What is expected: Set down every one of the records below word for word, changing nothing.
★ ★ ★ ★ ★
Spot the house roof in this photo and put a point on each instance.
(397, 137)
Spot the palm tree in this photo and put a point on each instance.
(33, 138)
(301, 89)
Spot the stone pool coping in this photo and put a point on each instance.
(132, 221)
★ ★ ★ ★ ★
Task response:
Spot the house roof in this photo and put a point on each instance.
(397, 137)
Spot the palm tree in this photo and put a point on each instance.
(33, 138)
(301, 89)
Spot the stone pool coping in this photo and put a point on each instance.
(132, 221)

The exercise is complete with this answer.